** START OF INPUT RECORDS **

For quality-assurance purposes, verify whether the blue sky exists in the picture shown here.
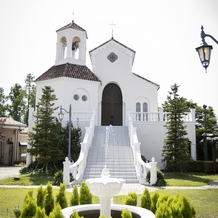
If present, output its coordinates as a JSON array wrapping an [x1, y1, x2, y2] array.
[[0, 0, 218, 115]]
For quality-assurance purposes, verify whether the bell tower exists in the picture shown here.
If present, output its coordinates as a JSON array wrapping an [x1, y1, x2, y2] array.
[[55, 21, 88, 65]]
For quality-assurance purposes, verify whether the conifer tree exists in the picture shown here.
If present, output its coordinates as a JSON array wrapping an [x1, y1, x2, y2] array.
[[162, 84, 191, 172], [34, 207, 48, 218], [55, 183, 67, 209], [70, 184, 79, 206], [45, 182, 54, 216], [151, 191, 160, 214], [121, 209, 132, 218], [36, 184, 46, 208], [124, 192, 137, 206], [27, 86, 63, 172], [49, 204, 64, 218], [80, 181, 92, 205], [141, 188, 151, 210], [20, 190, 37, 218]]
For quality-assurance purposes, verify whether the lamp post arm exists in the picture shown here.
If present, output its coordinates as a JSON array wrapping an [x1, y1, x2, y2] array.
[[201, 26, 218, 45]]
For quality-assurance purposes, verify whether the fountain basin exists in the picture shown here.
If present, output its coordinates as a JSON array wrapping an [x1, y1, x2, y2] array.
[[62, 204, 155, 218]]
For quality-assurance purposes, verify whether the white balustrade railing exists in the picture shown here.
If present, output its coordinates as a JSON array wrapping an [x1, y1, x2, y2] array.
[[127, 114, 157, 185], [131, 109, 195, 122], [64, 110, 96, 185]]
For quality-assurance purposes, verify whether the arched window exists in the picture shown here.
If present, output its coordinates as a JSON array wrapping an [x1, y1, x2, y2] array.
[[143, 102, 148, 121], [61, 37, 67, 59], [136, 102, 141, 121]]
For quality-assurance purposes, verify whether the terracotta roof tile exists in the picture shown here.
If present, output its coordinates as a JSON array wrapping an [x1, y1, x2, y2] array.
[[133, 73, 160, 89], [35, 63, 101, 83], [56, 21, 88, 39]]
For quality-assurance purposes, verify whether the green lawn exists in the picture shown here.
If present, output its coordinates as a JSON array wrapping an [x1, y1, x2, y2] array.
[[0, 173, 218, 218]]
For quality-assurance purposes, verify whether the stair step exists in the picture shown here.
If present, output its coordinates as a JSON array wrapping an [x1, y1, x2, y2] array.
[[83, 126, 138, 183]]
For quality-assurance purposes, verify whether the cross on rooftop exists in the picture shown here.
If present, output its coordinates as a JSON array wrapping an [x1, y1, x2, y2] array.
[[109, 21, 116, 38]]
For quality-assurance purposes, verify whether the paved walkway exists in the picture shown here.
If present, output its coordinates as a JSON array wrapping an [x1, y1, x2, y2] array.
[[0, 166, 218, 195]]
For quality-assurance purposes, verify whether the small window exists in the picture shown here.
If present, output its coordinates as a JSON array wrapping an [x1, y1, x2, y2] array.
[[73, 94, 79, 101], [82, 95, 87, 101]]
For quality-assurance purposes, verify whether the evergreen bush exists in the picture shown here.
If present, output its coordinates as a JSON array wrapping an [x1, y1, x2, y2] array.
[[44, 182, 54, 216], [34, 207, 48, 218], [150, 191, 160, 214], [146, 169, 167, 186], [70, 210, 83, 218], [49, 204, 64, 218], [56, 183, 67, 209], [124, 192, 137, 206], [14, 207, 21, 218], [80, 181, 92, 205], [20, 190, 37, 218], [141, 188, 151, 210], [53, 170, 63, 185], [121, 209, 132, 218], [36, 184, 46, 208], [70, 185, 79, 206]]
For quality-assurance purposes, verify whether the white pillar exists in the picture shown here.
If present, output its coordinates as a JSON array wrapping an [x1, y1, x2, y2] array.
[[150, 157, 157, 185], [63, 157, 70, 186], [99, 196, 112, 218], [66, 40, 72, 58]]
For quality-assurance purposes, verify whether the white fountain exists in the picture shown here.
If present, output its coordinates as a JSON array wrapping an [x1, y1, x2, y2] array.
[[86, 168, 126, 217], [62, 126, 155, 218]]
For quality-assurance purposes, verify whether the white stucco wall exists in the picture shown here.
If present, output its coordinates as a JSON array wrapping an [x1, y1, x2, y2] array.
[[91, 39, 158, 126], [134, 122, 196, 169]]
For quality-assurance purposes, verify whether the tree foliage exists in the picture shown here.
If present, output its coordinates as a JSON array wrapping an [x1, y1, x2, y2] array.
[[55, 183, 67, 209], [27, 86, 63, 171], [80, 181, 92, 205], [141, 188, 151, 210], [0, 87, 7, 117], [162, 84, 191, 172], [44, 182, 55, 216], [124, 192, 137, 206], [24, 73, 36, 125], [70, 184, 79, 206], [7, 83, 26, 122]]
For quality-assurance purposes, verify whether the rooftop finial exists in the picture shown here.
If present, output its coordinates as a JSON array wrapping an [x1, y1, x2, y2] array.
[[109, 21, 116, 38]]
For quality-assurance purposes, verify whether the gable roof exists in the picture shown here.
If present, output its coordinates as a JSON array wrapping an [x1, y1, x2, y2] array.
[[56, 20, 88, 39], [89, 37, 136, 64], [34, 63, 101, 83], [0, 117, 27, 127], [89, 37, 135, 54], [132, 73, 160, 90]]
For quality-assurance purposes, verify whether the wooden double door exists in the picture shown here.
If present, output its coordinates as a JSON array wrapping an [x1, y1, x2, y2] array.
[[101, 83, 123, 126]]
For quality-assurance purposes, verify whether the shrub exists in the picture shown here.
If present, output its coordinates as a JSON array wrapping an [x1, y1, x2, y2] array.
[[146, 169, 167, 186], [124, 192, 137, 206], [70, 210, 83, 218], [141, 188, 151, 210], [45, 182, 54, 216], [36, 184, 46, 208], [70, 185, 79, 206], [155, 194, 195, 218], [121, 209, 132, 218], [53, 170, 63, 185], [49, 204, 64, 218], [56, 183, 67, 209], [34, 207, 47, 218], [80, 181, 92, 204], [150, 191, 160, 214], [20, 190, 37, 218], [14, 207, 21, 218]]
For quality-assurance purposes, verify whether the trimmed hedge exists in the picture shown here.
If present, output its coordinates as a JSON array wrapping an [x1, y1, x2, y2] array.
[[166, 160, 218, 174]]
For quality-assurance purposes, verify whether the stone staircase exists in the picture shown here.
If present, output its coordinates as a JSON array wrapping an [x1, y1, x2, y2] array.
[[83, 126, 139, 183]]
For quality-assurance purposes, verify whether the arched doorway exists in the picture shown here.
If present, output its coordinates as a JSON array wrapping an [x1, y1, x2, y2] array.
[[101, 83, 123, 126]]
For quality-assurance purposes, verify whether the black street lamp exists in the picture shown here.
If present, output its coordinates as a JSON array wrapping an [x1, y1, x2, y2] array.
[[58, 104, 71, 161], [203, 104, 208, 160], [196, 26, 218, 72]]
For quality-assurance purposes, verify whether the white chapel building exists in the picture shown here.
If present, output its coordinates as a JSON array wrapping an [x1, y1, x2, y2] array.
[[30, 21, 196, 169]]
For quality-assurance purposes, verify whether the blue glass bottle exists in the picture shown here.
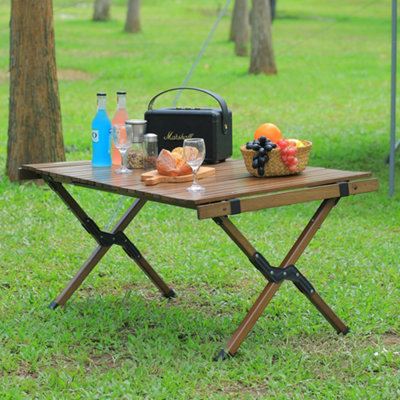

** END OF INPUT RECORDS **

→ AIM: Copy every one of the records above word for word, but leave the pictures out.

→ RESULT FOR THIS EXERCISE:
For quality-assurance purposes, verify whether the blue sky exists in the picture shown here.
If present, output its coordinates as a JSON array wrapping an [x1, y1, x2, y2] array.
[[0, 0, 218, 115]]
For quality-assurance purposes, verify whether the bell tower exists in the picture shown here.
If present, output its coordinates as a JSON array wrapping an [x1, y1, x2, y2] array.
[[55, 21, 88, 65]]
For quality-assurance purposes, verify whether the conifer tree exists in the picture shown here.
If present, output its coordinates as a JSON array wrapping an [x1, y1, x2, y2] array.
[[162, 84, 191, 172], [34, 207, 48, 218], [55, 183, 67, 209], [70, 184, 79, 206], [45, 182, 54, 216], [151, 191, 160, 214], [121, 209, 132, 218], [36, 184, 46, 208], [124, 192, 137, 206], [27, 86, 63, 172], [49, 204, 64, 218], [80, 181, 92, 205], [141, 188, 151, 210], [20, 190, 37, 218]]
For quality-assurance purposes, verify whether the lamp post arm exists in the picture shown here.
If present, output its coordinates as a JSON array wrapping an [x1, y1, x2, y2] array.
[[201, 26, 218, 45]]
For quality-assurance purposes, verify whether the fountain basin exists in the picture shown here.
If present, output its coordinates as a JSON array wrapping an [x1, y1, x2, y2] array.
[[62, 204, 155, 218]]
For quality-assurance purposes, verify whether the white balustrade railing exists in the picture shown here.
If present, output its coordinates as a JSON array wrapping an [x1, y1, x2, y2] array.
[[127, 114, 157, 185], [131, 109, 195, 122], [64, 110, 96, 185]]
For quality-assurance purposes, verify whether the arched window exists in the picture shown here.
If present, output its coordinates as a JSON array wrapping an [x1, y1, x2, y2] array.
[[143, 102, 148, 121], [61, 37, 67, 59], [136, 102, 141, 121]]
For quality-assurance purposes, verify whether the terracotta roof tile exists in the picture shown here.
If present, output its coordinates as a JSON array wrapping an [x1, y1, x2, y2] array.
[[133, 73, 160, 89], [35, 63, 101, 83], [56, 21, 88, 39]]
For quality-assurance purposes, verify whether the green lawn exists in the picture shown here.
If present, output its coordinates as a JSON array wrapping an [x1, y1, x2, y2] array.
[[0, 173, 218, 218]]
For quality-assurance purposes, verify whether the stair step exists in the picture shown here.
If present, output its coordinates as a JSON array wrapping an [x1, y1, x2, y2] array.
[[83, 126, 138, 183]]
For quality-assurance purposes, verify whether the cross on rooftop exists in the picture shown here.
If present, output its coordinates as a JSON array wrapping an [x1, y1, x2, y2] array.
[[109, 21, 116, 38]]
For quality-assurance purposes, verify whether the paved walkway exists in the picture shown here.
If present, output its coordinates as a JSON array wrapping an [x1, y1, x2, y2] array.
[[0, 166, 218, 195]]
For quality-assurance purposes, verify whether the small window exists in the picture shown here.
If present, output its coordinates as a JSON array wrapping an [x1, y1, x2, y2] array.
[[73, 94, 79, 101], [82, 95, 87, 101]]
For quality-assurance purposes, verify whether the evergreen bush exists in the picture shown here.
If present, output its coordinates as a JSON array wrapping an [x1, y1, x2, y2] array.
[[44, 182, 54, 216], [34, 207, 48, 218], [150, 191, 160, 214], [146, 169, 167, 186], [70, 210, 83, 218], [49, 204, 64, 218], [56, 183, 67, 209], [124, 192, 137, 206], [14, 207, 21, 218], [80, 181, 92, 205], [20, 190, 37, 218], [141, 188, 151, 210], [53, 170, 63, 185], [121, 209, 132, 218], [36, 184, 46, 208], [70, 185, 79, 206]]
For quality-assurance purposes, verify whether the white pillar exists in the picture shown here.
If present, output its coordinates as a JSON array wrapping an [x1, y1, x2, y2] array.
[[150, 157, 157, 185], [63, 157, 70, 186], [99, 196, 112, 218], [66, 40, 72, 58]]
For quality-assurance purposes, verify whether the white fountain exists in the picture shown here.
If present, output its coordinates as a JSON array wrapping an [x1, y1, x2, y2] array.
[[86, 168, 126, 217], [62, 126, 155, 218]]
For quality-assurance purposes, verify whether the white stucco wall exists in the picture shown here.
If present, output its coordinates as a JSON array wrapping an [x1, y1, x2, y2] array.
[[91, 39, 158, 126], [134, 122, 196, 169]]
For quality-assurance purposes, verify whether the tree foliage exists in the picture shown here.
If present, output its coordinates as a JSON array wrapping an [x1, y1, x2, y2] array.
[[55, 183, 67, 209], [27, 86, 63, 171], [80, 181, 92, 205], [141, 188, 151, 210], [0, 87, 7, 117], [162, 84, 191, 172], [44, 182, 55, 216], [124, 192, 137, 206], [24, 73, 36, 125], [70, 184, 79, 206], [7, 83, 26, 122]]
For quality-assurance purposes, verify whether the rooftop finial exists in the picture shown here.
If present, output its coordinates as a JSON array wrapping an [x1, y1, x2, y2] array.
[[109, 21, 116, 38]]
For quality-assurance purposes, verify whether the gable roof exists in the picture shown here.
If present, output its coordinates as a JSON array wrapping an [x1, y1, x2, y2] array.
[[56, 20, 88, 39], [89, 37, 136, 64], [34, 63, 101, 83], [0, 117, 27, 127], [89, 37, 135, 54], [132, 73, 160, 90]]
For quality-assurance purposes, verify whether the wooden double door exists in the picture shown here.
If present, output its coordinates as a JSON array wrapping an [x1, y1, x2, y2] array.
[[101, 83, 123, 126]]
For quality-assurance purposes, verify whether the shrub exists in the picture shown here.
If present, output its coordinates as a JSON array wrapping an [x1, y1, x2, y2] array.
[[146, 169, 167, 186], [124, 192, 137, 206], [70, 210, 83, 218], [141, 188, 151, 210], [45, 182, 54, 216], [36, 184, 46, 208], [70, 185, 79, 206], [155, 194, 195, 218], [121, 209, 132, 218], [53, 170, 63, 185], [49, 204, 64, 218], [56, 183, 67, 209], [34, 207, 47, 218], [80, 181, 92, 204], [150, 191, 160, 214], [20, 190, 37, 218], [14, 207, 21, 218]]
For quality-assurance purposes, verify whether the trimmed hedge exists in the picture shown here.
If present, output its coordinates as a JSON array wrapping an [x1, y1, x2, y2] array.
[[166, 160, 218, 174]]
For quality-assurance purposes, verify whether the stone staircase exists in the picture shown here.
If present, output its coordinates as a JSON array wrapping an [x1, y1, x2, y2] array.
[[83, 126, 139, 183]]
For quality-assurance purposes, verify whether the arched doorway exists in the picture shown here.
If present, output its coordinates as a JSON array wrapping an [x1, y1, x2, y2] array.
[[101, 83, 123, 126]]
For quality-assurance purposes, verify whether the black street lamp exists in the picture shown here.
If present, output its coordinates as a JSON array wrapping an [x1, y1, x2, y2] array.
[[58, 104, 71, 161], [203, 104, 208, 160], [196, 26, 218, 72]]
For quality-assurance purposes, verify whether the white chapel building exists in the picture shown here.
If present, output its coordinates as a JSON array wrapping an [x1, y1, x2, y2] array.
[[30, 21, 196, 169]]
For quality-assurance purposes, verify whether the blue glass bottle exists in the picture shown here.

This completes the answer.